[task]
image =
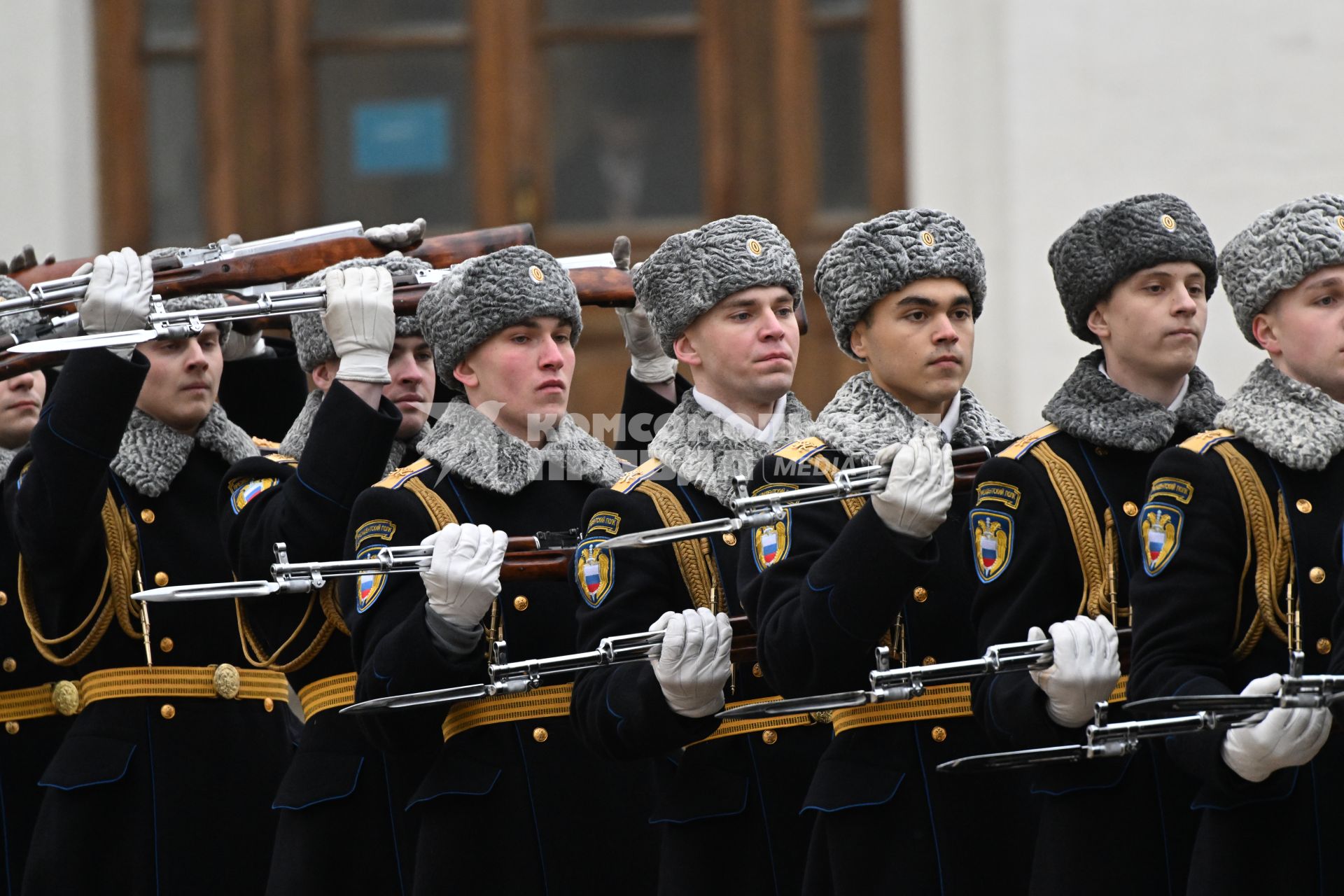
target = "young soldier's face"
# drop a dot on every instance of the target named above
(1154, 321)
(20, 400)
(183, 379)
(918, 343)
(412, 390)
(746, 346)
(522, 375)
(1303, 331)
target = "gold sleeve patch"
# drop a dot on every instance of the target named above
(605, 522)
(381, 530)
(1002, 492)
(1172, 488)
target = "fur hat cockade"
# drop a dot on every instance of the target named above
(692, 272)
(1278, 251)
(486, 295)
(311, 340)
(888, 254)
(1113, 242)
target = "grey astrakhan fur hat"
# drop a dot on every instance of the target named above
(888, 254)
(1278, 251)
(488, 293)
(311, 340)
(1113, 242)
(692, 272)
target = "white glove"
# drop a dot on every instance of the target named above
(1281, 738)
(118, 295)
(397, 235)
(692, 662)
(918, 492)
(463, 577)
(360, 321)
(242, 346)
(1085, 671)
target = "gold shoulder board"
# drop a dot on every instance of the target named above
(397, 477)
(1199, 444)
(636, 476)
(1026, 442)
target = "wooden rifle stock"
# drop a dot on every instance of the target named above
(296, 262)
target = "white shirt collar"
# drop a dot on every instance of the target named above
(949, 421)
(733, 419)
(1180, 397)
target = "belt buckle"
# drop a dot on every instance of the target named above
(65, 697)
(227, 680)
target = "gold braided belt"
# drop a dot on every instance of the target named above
(327, 694)
(937, 701)
(29, 703)
(748, 726)
(543, 703)
(220, 681)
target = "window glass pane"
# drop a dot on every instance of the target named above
(394, 137)
(615, 11)
(625, 136)
(175, 179)
(843, 121)
(351, 18)
(169, 24)
(839, 7)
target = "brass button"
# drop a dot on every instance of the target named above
(227, 681)
(65, 697)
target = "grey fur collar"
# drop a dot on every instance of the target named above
(706, 451)
(468, 444)
(1093, 407)
(863, 418)
(152, 453)
(1294, 424)
(302, 426)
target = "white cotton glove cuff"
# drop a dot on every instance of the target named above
(692, 662)
(463, 577)
(1085, 668)
(360, 323)
(1281, 739)
(648, 362)
(918, 492)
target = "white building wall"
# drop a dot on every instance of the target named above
(49, 181)
(1025, 113)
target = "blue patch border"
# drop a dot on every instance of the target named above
(1180, 523)
(1008, 527)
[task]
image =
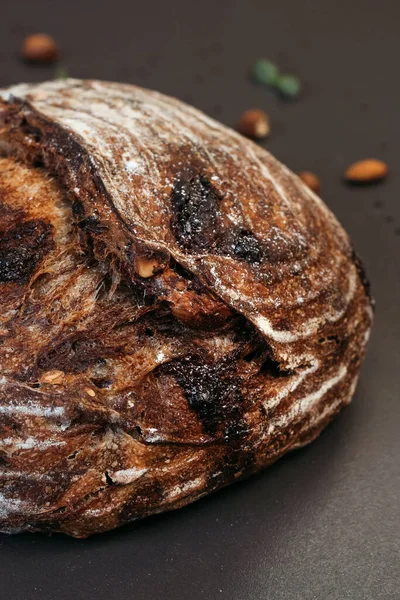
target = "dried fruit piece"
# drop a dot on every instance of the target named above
(311, 180)
(40, 48)
(146, 267)
(52, 377)
(254, 123)
(365, 171)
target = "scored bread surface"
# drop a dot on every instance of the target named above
(177, 309)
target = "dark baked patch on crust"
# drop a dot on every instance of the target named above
(213, 393)
(23, 244)
(196, 221)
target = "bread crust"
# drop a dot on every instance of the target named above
(178, 310)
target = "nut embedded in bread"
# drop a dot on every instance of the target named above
(177, 308)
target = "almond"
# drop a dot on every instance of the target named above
(367, 170)
(311, 181)
(52, 377)
(40, 48)
(254, 123)
(146, 267)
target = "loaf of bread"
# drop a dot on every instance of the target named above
(177, 309)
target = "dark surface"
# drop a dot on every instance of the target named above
(322, 523)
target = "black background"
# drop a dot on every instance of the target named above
(322, 523)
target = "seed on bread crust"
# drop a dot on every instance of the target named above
(311, 180)
(52, 377)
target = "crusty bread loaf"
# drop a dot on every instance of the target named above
(177, 309)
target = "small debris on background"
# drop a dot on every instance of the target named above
(40, 48)
(288, 86)
(254, 123)
(61, 73)
(265, 72)
(311, 181)
(366, 171)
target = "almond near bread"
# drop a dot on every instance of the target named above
(178, 310)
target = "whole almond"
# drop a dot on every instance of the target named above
(40, 48)
(365, 171)
(254, 123)
(311, 181)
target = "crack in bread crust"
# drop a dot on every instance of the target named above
(177, 309)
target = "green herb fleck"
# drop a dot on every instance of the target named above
(265, 72)
(288, 85)
(61, 73)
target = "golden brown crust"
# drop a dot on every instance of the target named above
(128, 389)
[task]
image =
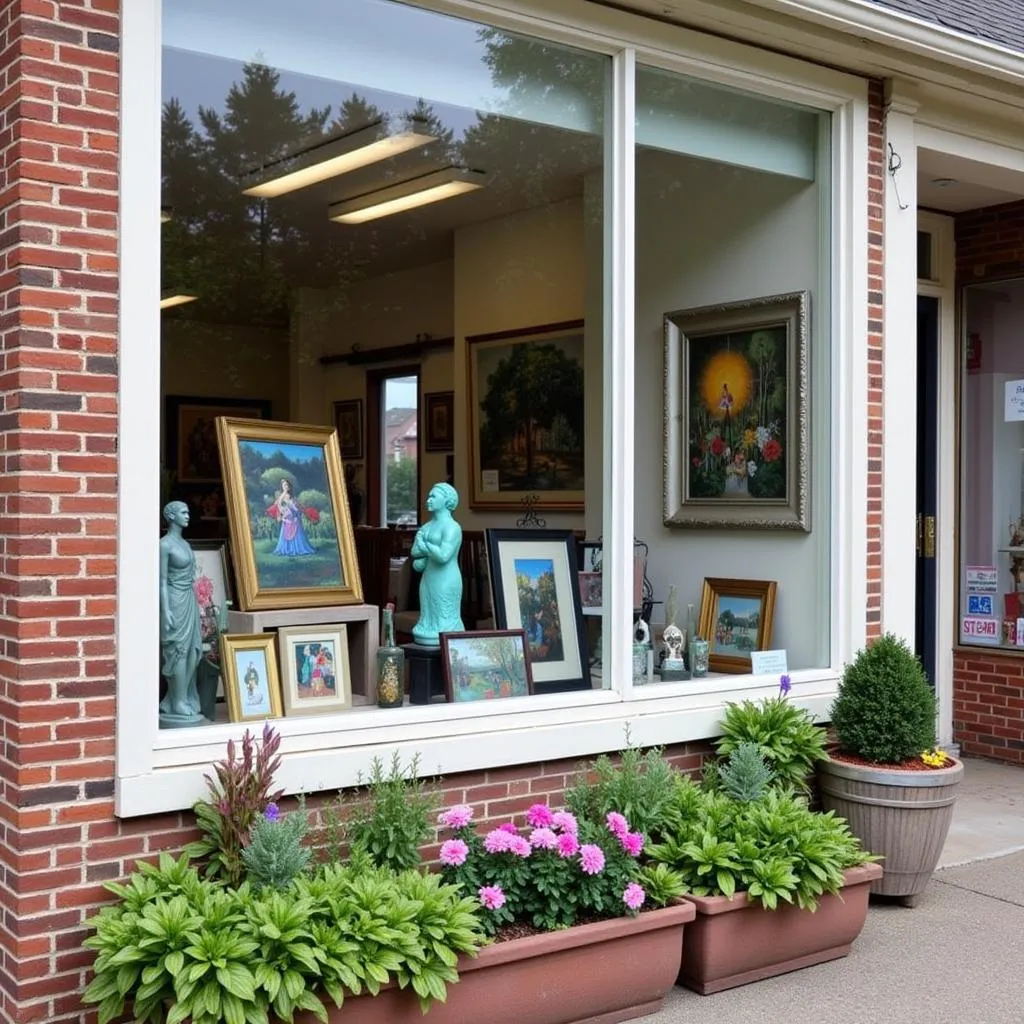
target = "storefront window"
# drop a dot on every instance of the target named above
(991, 527)
(733, 477)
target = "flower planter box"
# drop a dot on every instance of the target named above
(733, 941)
(593, 974)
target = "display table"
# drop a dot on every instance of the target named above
(364, 634)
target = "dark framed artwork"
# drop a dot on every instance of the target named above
(488, 665)
(438, 410)
(190, 433)
(737, 415)
(348, 423)
(736, 617)
(536, 587)
(525, 393)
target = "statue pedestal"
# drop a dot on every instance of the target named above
(426, 679)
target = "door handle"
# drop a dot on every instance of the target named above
(929, 537)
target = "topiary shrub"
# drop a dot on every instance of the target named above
(885, 711)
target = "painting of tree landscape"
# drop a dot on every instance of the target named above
(738, 415)
(526, 398)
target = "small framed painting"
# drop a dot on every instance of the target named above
(485, 666)
(249, 666)
(439, 412)
(535, 587)
(736, 619)
(314, 670)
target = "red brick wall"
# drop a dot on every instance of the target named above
(988, 688)
(876, 298)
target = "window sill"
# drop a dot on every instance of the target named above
(331, 752)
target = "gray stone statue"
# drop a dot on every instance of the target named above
(435, 554)
(180, 636)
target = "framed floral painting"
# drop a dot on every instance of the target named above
(736, 415)
(288, 515)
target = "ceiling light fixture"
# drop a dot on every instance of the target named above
(171, 299)
(409, 195)
(336, 157)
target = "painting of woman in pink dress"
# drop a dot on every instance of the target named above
(292, 539)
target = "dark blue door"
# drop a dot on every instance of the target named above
(928, 430)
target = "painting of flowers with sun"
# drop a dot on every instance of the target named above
(736, 428)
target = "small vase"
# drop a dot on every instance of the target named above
(390, 667)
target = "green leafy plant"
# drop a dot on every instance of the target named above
(241, 788)
(885, 711)
(641, 786)
(391, 817)
(774, 848)
(785, 734)
(745, 776)
(214, 954)
(275, 856)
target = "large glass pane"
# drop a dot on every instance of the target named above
(354, 187)
(732, 328)
(991, 526)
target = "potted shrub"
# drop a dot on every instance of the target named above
(886, 778)
(775, 886)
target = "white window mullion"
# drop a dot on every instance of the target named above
(619, 377)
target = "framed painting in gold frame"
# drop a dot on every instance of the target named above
(736, 617)
(249, 665)
(288, 515)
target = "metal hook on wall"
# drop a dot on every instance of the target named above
(895, 164)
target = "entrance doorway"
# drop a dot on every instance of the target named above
(926, 639)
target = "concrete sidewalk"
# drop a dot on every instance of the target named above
(958, 955)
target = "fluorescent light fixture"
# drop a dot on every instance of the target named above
(339, 156)
(427, 188)
(171, 299)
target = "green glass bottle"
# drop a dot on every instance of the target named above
(390, 666)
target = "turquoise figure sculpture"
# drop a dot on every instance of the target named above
(180, 635)
(435, 554)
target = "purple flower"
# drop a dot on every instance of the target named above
(617, 824)
(543, 839)
(492, 897)
(456, 817)
(632, 843)
(497, 841)
(634, 896)
(568, 845)
(591, 859)
(564, 821)
(454, 852)
(540, 816)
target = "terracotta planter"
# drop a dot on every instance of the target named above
(903, 816)
(594, 974)
(733, 941)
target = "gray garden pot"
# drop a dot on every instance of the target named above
(903, 816)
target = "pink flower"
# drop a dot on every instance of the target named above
(543, 839)
(568, 845)
(540, 816)
(519, 846)
(591, 859)
(456, 817)
(492, 897)
(564, 821)
(454, 852)
(634, 896)
(617, 824)
(632, 843)
(497, 841)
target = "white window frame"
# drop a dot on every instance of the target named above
(163, 770)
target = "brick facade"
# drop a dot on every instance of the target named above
(58, 403)
(988, 687)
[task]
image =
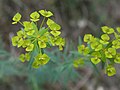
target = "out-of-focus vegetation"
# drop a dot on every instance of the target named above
(77, 17)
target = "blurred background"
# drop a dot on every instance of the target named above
(77, 17)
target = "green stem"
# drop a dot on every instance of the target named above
(42, 22)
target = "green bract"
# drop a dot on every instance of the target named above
(34, 39)
(104, 49)
(24, 57)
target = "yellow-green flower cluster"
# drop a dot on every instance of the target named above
(31, 37)
(103, 49)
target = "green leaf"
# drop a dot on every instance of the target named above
(107, 30)
(34, 16)
(42, 31)
(110, 52)
(110, 70)
(46, 13)
(22, 58)
(42, 44)
(16, 18)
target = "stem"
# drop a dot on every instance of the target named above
(42, 22)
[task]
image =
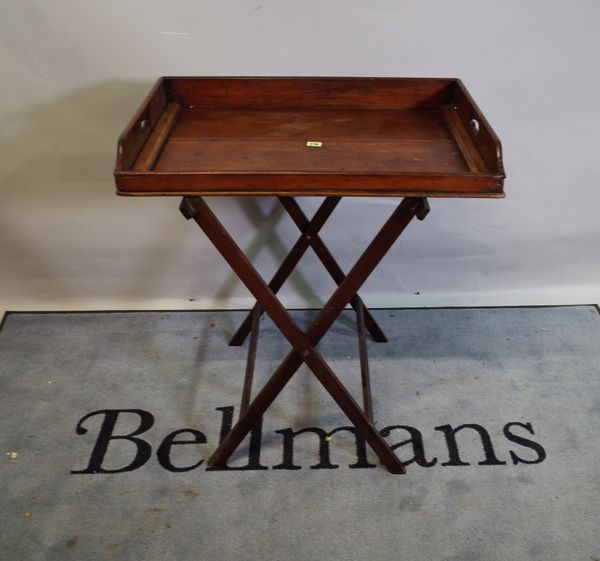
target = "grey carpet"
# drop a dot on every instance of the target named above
(525, 380)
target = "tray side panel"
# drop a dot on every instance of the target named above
(306, 184)
(140, 126)
(479, 129)
(310, 93)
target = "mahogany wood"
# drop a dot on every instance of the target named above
(248, 136)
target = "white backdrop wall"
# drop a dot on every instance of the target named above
(73, 72)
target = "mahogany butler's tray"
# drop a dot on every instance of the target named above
(407, 137)
(309, 136)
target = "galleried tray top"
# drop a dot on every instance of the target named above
(309, 136)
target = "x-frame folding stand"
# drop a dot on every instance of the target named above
(304, 342)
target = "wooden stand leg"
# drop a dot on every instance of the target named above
(309, 238)
(303, 343)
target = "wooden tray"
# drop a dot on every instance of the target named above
(309, 136)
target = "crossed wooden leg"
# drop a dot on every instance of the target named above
(303, 343)
(309, 238)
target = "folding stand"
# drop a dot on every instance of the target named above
(304, 343)
(311, 137)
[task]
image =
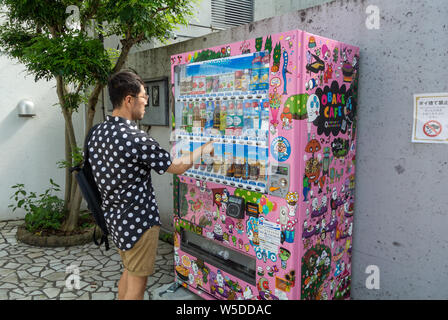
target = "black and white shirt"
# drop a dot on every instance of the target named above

What is needed –
Search the preceding listing for "white", then copy every line that holds it.

The answer –
target = "white glove"
target = "white shirt collar"
target = "white cotton glove cuff"
target = "white building wall"
target = "white window mullion"
target = "white window frame"
target = "white backdrop wall"
target = "black and white shirt"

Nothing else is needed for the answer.